EXERCISE:
Output the data below as a JSON list of strings, one string per line, with blank lines skipped. Leave the pictures out.
--- BEGIN EXERCISE MATERIAL ---
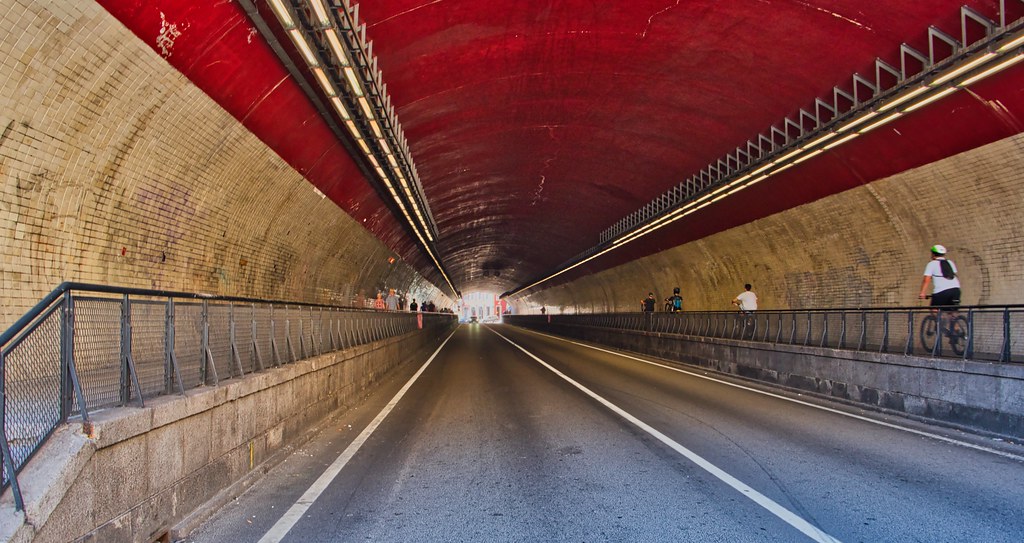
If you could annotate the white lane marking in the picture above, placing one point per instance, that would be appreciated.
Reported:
(786, 515)
(295, 512)
(923, 433)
--- END EXERCISE MATERIAL ---
RESULT OF THE EXERCISE:
[
  "If you could annotate the white lane marking in the picture above, placing one point per instance, that would be appreciated.",
  "Reported:",
  "(786, 515)",
  "(295, 512)",
  "(923, 433)"
]